- [Exercise prompt]
Please use the Kid Lucky article to explain, in one to three sentences, why Lewis received the lifetime achievement award in 2018.

(Beginning of Excerpt to read)

- Born: Terry Lewis September 15, 1972 New York City
- Origin: New York City
- Died: October 23, 2020 (aged 48)
- Genres: Hip hop; Beatrhyming; Vocal Music;
- Occupations: Beatrhymer,; singer-songwriter;
- Instrument: Beatrhyming

= Kid Lucky =

American beatrhymer (1972–2020)

Terry Lewis (September 15, 1972 – October 23, 2020), also known by his stage name Kid Lucky, was an American beatrhymer, beatboxer, singer-songwriter, teacher, and activist born in New York City. He coined the term "beatrhyming", which he defines as "rapping, singing or performing spoken word while beatboxing simultaneously".

==Early life==
Lewis grew up in New York City, and as a child, began scat singing and making sounds with his mouth. His desire to become a performer came from watching the music video of Janet Jackson's hit song "Rhythm Nation". He began writing plays and spoken word poetry, and was motivated to pursue beatboxing after seeing Doug E. Fresh in the movie Beat Street.

== Career ==
Lewis's career began founding and performing with the first production company in America for beatboxing, "Beatboxer Entertainment".

Beatboxer entertainment has been featured on shows such as MTV and Fuse, and has performed in Madison square garden. Lewis is a beatbox mentor who has worked with artists such as Kaila Mullady, Taylor McFerrin, D-Cross, Masai Electro, and Butterscotch. He is the founder and director of "Beatrhyme Communications". A collective of artists dedicated to promoting beatrhyming, beatboxing, and the vocal arts. He was featured in the movie Begin Again, beatboxing alongside Cee Lo Green. He is the organizer and curator of events such as the "American Human Beatbox Festival" and "The Hip Hop Subway series". He is currently being represented as a sound artist by "International Fine Arts Consortium". He is the conductor of "Nu-Voices". The first all-vocal orchestra consisting of beatboxers, beatrhymers, and vocalists of a wide variety of vocal styles.
In 2018 Lewis received the lifetime achievement award for his role in the development of beatboxing and beatrhyming as paid professions through his work, promoting the careers of older and younger beatboxers and curating events and movements in which these artists are able to perform.

Lewis had been battling cancer for several years and died at 9:30am on October 23, 2020.

(End of Excerpt to read)
(Beginning of Records supplied)

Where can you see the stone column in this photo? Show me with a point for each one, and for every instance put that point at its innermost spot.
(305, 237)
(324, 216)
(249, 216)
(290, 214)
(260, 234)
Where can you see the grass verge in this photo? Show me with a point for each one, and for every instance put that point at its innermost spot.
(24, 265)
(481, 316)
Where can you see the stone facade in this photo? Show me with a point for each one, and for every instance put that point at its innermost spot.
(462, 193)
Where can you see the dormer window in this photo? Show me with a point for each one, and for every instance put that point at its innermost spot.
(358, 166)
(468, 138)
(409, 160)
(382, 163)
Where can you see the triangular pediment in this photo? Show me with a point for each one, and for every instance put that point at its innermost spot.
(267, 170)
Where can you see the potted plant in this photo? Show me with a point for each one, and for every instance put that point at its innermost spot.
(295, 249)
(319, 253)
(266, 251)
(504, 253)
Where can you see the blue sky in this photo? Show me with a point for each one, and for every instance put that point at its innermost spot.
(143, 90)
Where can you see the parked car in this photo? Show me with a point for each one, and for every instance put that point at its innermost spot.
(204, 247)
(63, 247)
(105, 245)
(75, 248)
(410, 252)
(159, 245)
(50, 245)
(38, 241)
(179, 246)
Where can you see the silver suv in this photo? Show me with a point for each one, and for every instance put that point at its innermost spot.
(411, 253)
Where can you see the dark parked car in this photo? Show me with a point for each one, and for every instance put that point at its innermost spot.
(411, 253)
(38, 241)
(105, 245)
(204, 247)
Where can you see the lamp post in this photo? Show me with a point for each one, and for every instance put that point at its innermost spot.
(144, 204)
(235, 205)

(End of Records supplied)
(Beginning of Records supplied)

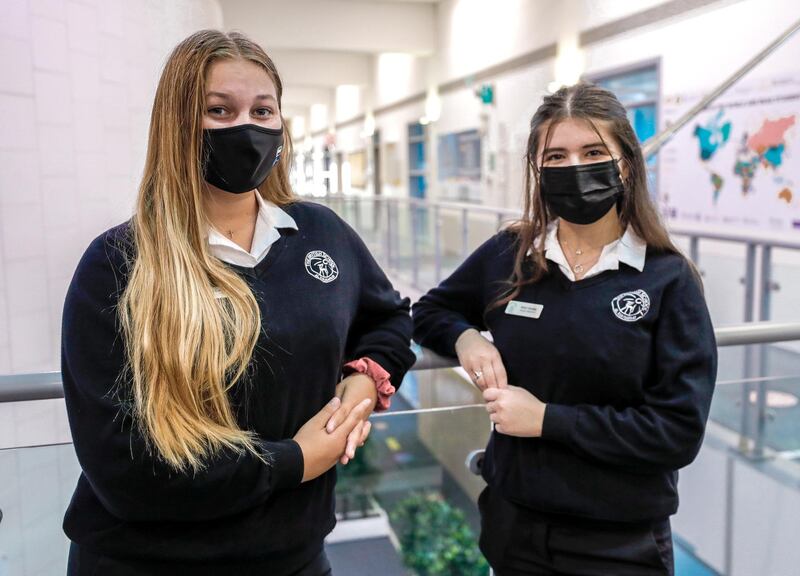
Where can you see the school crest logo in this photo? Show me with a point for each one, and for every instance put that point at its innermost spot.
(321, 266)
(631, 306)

(End of Records supplied)

- [Completed task]
Lewis received the award for his role in developing beatboxing and beatrhyming as paid professions. He did this by promoting the careers of older and younger beatboxers and by curating events and movements where these artists could perform.